- Raw data -
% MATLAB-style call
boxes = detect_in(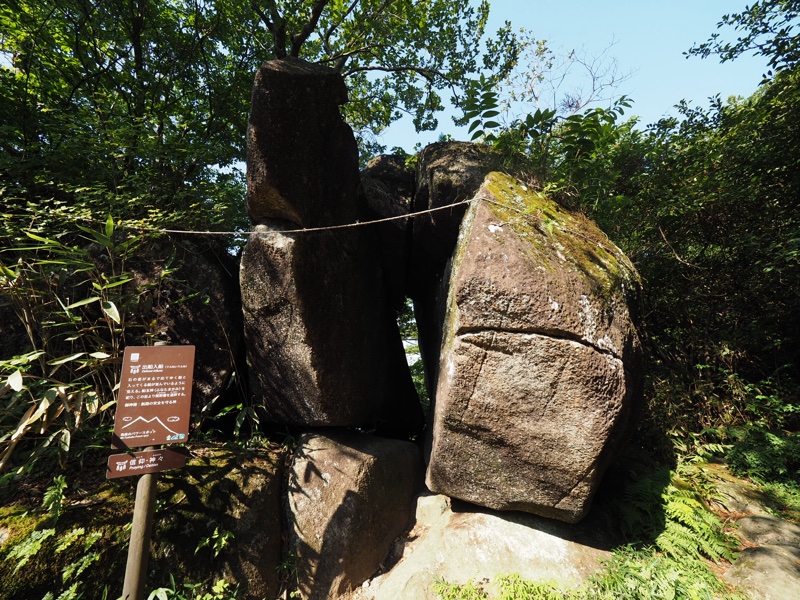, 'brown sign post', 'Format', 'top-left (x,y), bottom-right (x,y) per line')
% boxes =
(106, 346), (194, 600)
(111, 346), (194, 450)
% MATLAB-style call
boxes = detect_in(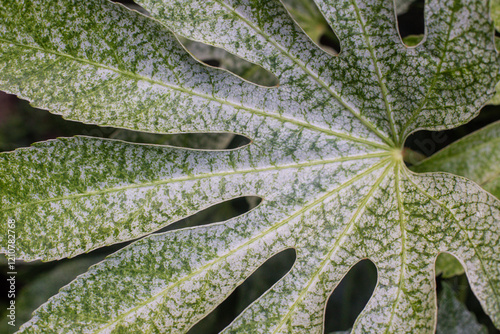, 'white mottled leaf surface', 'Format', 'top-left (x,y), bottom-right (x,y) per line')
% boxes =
(0, 0), (500, 333)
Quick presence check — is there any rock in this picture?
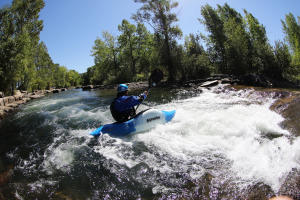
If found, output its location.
[6,103,19,108]
[53,89,61,93]
[3,96,15,105]
[14,93,23,101]
[0,106,14,113]
[200,80,219,87]
[221,78,232,84]
[0,166,13,186]
[30,94,45,99]
[239,74,273,88]
[14,90,22,95]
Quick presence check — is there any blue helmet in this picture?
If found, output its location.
[117,84,128,93]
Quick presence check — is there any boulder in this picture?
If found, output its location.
[82,85,94,90]
[30,94,45,99]
[3,96,15,105]
[0,106,14,113]
[200,80,219,87]
[14,90,22,95]
[53,89,61,93]
[14,93,23,101]
[6,103,19,108]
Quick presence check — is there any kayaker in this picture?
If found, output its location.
[110,84,148,122]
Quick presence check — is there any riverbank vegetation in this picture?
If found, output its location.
[83,0,300,87]
[0,0,300,95]
[0,0,81,95]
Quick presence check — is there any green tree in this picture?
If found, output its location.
[133,0,182,81]
[0,0,44,93]
[199,5,228,73]
[281,13,300,67]
[118,19,137,76]
[182,34,213,81]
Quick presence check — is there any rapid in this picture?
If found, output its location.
[0,85,300,199]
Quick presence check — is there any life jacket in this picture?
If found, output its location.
[110,98,136,122]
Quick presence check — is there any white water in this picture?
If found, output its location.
[10,86,300,193]
[94,86,300,191]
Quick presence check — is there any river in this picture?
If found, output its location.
[0,85,300,200]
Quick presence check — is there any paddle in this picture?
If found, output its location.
[135,82,156,111]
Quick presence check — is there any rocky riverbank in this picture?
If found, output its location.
[0,88,67,120]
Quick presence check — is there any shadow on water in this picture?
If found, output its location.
[0,88,300,200]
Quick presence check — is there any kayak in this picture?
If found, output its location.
[90,109,176,137]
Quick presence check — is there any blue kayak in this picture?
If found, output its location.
[90,109,176,137]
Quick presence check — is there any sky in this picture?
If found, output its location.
[0,0,300,73]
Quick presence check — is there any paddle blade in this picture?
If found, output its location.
[90,126,103,136]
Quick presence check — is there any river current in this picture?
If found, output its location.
[0,85,300,200]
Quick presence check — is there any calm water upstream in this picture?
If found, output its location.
[0,86,300,200]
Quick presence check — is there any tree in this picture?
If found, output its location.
[0,0,44,93]
[281,13,300,66]
[133,0,182,81]
[118,19,137,76]
[199,5,227,73]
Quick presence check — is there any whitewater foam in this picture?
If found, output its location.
[95,86,300,191]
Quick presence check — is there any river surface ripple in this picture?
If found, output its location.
[0,85,300,200]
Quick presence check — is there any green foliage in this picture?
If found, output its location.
[133,0,182,81]
[281,13,300,67]
[0,0,81,94]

- Set task -
Count the lines in the records that contain the string "blue". Reply with only the number.

- Task solution -
2